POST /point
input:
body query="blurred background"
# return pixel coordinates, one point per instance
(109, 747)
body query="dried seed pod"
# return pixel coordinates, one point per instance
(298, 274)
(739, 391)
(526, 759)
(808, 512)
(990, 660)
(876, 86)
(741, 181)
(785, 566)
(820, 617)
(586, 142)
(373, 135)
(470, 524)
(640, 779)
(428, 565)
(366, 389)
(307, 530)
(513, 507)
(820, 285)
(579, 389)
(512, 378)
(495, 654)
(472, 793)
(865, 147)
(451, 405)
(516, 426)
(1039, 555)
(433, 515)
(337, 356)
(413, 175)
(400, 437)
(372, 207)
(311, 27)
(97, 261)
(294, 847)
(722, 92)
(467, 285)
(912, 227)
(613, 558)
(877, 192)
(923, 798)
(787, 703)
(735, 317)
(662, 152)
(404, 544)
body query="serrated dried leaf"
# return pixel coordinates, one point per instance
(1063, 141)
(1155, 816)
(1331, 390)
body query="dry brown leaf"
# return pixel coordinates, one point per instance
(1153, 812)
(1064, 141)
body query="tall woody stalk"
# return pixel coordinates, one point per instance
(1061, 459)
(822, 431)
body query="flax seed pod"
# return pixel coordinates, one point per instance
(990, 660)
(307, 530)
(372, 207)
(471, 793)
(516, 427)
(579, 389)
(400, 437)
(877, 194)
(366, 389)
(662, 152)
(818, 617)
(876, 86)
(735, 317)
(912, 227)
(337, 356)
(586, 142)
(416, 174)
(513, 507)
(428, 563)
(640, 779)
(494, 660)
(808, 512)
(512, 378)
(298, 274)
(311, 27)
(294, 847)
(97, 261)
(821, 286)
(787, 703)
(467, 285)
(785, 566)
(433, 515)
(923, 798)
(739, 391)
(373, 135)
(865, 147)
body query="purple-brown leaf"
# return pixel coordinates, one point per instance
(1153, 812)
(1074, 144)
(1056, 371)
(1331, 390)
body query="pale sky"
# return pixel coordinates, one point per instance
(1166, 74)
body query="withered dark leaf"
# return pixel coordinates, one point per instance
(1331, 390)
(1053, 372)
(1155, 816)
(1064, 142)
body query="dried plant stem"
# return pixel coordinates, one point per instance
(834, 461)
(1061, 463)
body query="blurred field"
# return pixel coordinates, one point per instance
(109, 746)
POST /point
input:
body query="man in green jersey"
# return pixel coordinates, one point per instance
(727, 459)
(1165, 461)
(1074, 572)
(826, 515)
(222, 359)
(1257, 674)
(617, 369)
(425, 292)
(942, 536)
- - - -
**Exercise instructions**: Repeat the material in full, exactly as it stands.

**Answer to the exercise**:
POST /point
input:
body query="blurred background"
# return pixel coordinates, one point per instance
(109, 747)
body query="dried seed pod"
# return pixel coordinates, one point per instance
(298, 274)
(739, 391)
(526, 759)
(808, 512)
(990, 660)
(876, 86)
(741, 181)
(785, 566)
(820, 617)
(586, 142)
(373, 135)
(470, 524)
(640, 779)
(428, 565)
(366, 389)
(307, 530)
(513, 507)
(820, 285)
(579, 389)
(512, 378)
(495, 654)
(472, 793)
(865, 147)
(451, 405)
(516, 426)
(1039, 555)
(433, 515)
(337, 356)
(413, 175)
(400, 437)
(372, 207)
(311, 27)
(97, 261)
(294, 847)
(722, 92)
(467, 285)
(912, 227)
(613, 558)
(877, 192)
(923, 798)
(787, 703)
(735, 317)
(662, 152)
(404, 544)
body query="serrated dried leaf"
# return pixel coordinates, one point per instance
(1063, 141)
(1155, 816)
(1331, 390)
body query="dry brown leaf"
# return pixel coordinates, one point per instance
(1153, 812)
(1064, 141)
body query="tall woody stalk"
# return pixel coordinates, one point per instance
(1061, 459)
(822, 431)
body query="flax seed pod"
# return pixel coordinates, one point per instance
(990, 660)
(307, 530)
(372, 207)
(471, 793)
(516, 427)
(579, 389)
(400, 437)
(877, 194)
(366, 389)
(662, 152)
(818, 617)
(876, 86)
(735, 317)
(912, 227)
(337, 356)
(586, 142)
(416, 174)
(513, 507)
(428, 563)
(640, 779)
(494, 660)
(808, 512)
(512, 378)
(298, 274)
(311, 27)
(294, 847)
(97, 261)
(821, 286)
(787, 703)
(467, 285)
(785, 566)
(433, 515)
(923, 798)
(739, 391)
(373, 135)
(865, 147)
body query="purple-brown leaf"
# return pixel coordinates, one point per instance
(1153, 812)
(1074, 144)
(1056, 371)
(1331, 390)
body query="pale sky"
# return pixel coordinates, one point per instance
(1166, 74)
body query="withered dark leaf"
# return pixel coordinates, one point per instance
(1331, 390)
(1053, 372)
(1155, 816)
(1064, 142)
body query="dried plant stem"
# return pixel coordinates, one point per instance
(834, 461)
(1061, 463)
body query="blurred field"
# return pixel coordinates, one point per instance
(109, 746)
POST /point
input:
body query="man in green jersey"
# return pixel coordinates, one point per instance
(727, 459)
(1165, 461)
(1074, 572)
(826, 515)
(222, 359)
(1257, 674)
(617, 369)
(425, 292)
(942, 536)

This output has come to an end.